Quote, verbatim, all material below, without pictures.

::: Task inputs

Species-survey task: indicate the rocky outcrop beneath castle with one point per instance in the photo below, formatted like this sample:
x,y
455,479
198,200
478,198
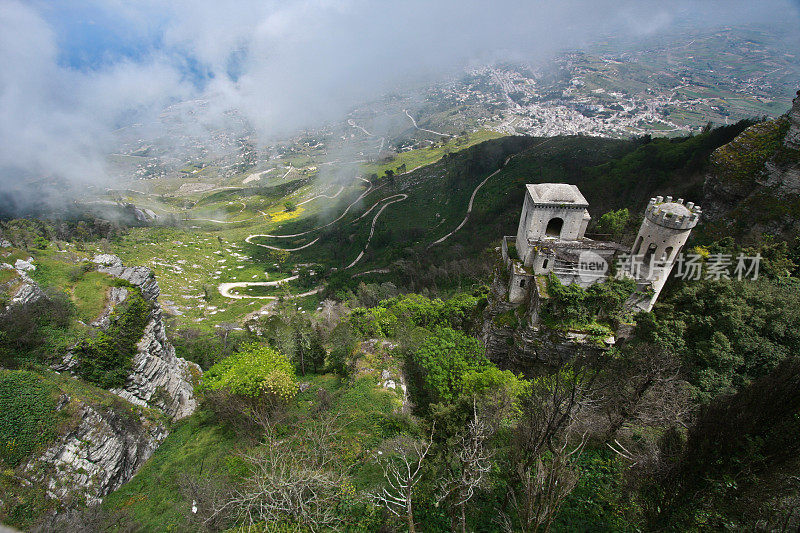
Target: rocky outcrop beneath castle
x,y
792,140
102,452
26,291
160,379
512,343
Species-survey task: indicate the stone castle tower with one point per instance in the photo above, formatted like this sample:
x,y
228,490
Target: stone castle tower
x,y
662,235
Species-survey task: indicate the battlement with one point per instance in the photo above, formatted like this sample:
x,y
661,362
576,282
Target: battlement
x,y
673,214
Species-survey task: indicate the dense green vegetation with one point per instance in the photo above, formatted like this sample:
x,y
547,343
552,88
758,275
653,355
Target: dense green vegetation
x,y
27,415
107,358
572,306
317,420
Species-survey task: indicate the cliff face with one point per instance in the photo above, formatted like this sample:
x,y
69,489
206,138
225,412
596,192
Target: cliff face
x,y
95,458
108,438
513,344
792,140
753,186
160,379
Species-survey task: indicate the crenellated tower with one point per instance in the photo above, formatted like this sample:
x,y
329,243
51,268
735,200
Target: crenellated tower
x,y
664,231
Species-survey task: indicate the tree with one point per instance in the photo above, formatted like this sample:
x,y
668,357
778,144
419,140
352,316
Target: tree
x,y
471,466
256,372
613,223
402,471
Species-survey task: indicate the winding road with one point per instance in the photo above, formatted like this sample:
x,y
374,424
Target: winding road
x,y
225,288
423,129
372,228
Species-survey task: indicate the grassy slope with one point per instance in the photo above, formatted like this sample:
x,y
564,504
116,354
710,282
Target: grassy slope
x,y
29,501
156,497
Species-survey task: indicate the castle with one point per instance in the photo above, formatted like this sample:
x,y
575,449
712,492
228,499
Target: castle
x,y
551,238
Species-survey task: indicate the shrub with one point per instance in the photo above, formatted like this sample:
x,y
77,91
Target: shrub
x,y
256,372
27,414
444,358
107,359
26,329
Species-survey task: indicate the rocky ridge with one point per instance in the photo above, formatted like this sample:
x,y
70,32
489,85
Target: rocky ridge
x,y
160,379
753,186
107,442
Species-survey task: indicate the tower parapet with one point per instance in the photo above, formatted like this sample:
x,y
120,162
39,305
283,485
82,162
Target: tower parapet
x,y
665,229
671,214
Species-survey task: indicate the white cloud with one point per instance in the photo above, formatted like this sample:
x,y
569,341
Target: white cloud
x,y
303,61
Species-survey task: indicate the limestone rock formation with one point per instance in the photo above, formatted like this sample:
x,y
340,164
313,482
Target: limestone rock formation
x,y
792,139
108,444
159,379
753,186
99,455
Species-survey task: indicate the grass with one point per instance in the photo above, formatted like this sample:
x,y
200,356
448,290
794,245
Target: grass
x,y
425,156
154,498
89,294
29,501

::::::

• [Response below]:
Species-survey task: indicate the rocky outcrop beneath castle with one point per instance in the photo below, formatted like this sample:
x,y
455,479
198,200
478,198
Target: rocky outcrop beneath castle
x,y
792,140
102,452
26,291
160,379
512,343
Species-survey task: indicate the stone castle tower with one point per instance in the photo above, formatted like this sample:
x,y
228,490
Target: stone castle tower
x,y
662,235
Species-survey task: indicate the battlement with one point per instance in the photo above, formatted like this sample:
x,y
661,362
576,282
Target: battlement
x,y
673,214
Species-survey task: indicate the dense green vegetation with one point per instance in the photo above, formatted like this sample:
x,y
547,343
552,88
758,275
653,355
Target: dense green vegetation
x,y
27,415
107,358
572,306
317,420
Species-survey task: indicate the cliff face with one point per instance in the photo above, formatted like this sample:
x,y
69,489
206,138
225,412
596,192
Target: cliff face
x,y
95,458
108,438
513,344
792,140
753,186
160,379
Species-survey task: indicate the crenellated tower with one point per instance in the photo above, formatted like this sample:
x,y
329,243
51,268
735,200
Target: crenellated tower
x,y
664,231
Species-survey task: indicate the tree with one point per instance in the photo above, formatted like this sample:
x,y
668,357
778,144
419,140
352,316
Target: tree
x,y
471,466
256,372
613,223
402,471
Species-survey task: indicate the winding road with one point per instance in the photo above, formatted like this sample:
x,y
374,424
Target: winding road
x,y
225,288
423,129
372,228
Species-survey task: indicate the grassy slope with one point per instance in the photo above, formatted like this sample:
x,y
564,504
116,354
710,282
Target: grassy slope
x,y
29,501
156,497
Species-survey task: indicate the castle with one point per instance in the photo above, formatted like this sample:
x,y
575,449
712,492
228,499
Target: castle
x,y
551,238
Species-survey task: indicate the shrub with one point per instance in the photo above, formatted like this sample:
x,y
77,91
Target: shrub
x,y
256,372
27,414
444,358
107,359
26,329
Species-survey task: indicate the rocky ridge with one point per instance in the photo above, formatted like this sample:
x,y
70,32
489,85
Target: rocky ridge
x,y
160,379
753,186
107,442
Species-survey task: indicate the tower parapet with one point per instance in the photo above, formatted like this sample:
x,y
120,162
39,305
283,485
82,162
Target: tower parapet
x,y
665,229
671,214
Species-survey task: indicate the white cloud with one point per instance in the photo above, formatted like this sample:
x,y
569,341
Target: white cloud
x,y
303,61
Species-survey task: indicate the limestone rock formation with one point per instance in the photo above, formatted like this sample:
x,y
340,164
313,482
Target: limestone rock formation
x,y
792,139
108,444
159,379
753,186
99,455
Species-survey task: indicate the grass with one point per instance in the photo above, formatted like this sample:
x,y
200,356
448,290
794,245
Target: grass
x,y
425,156
154,498
89,294
29,501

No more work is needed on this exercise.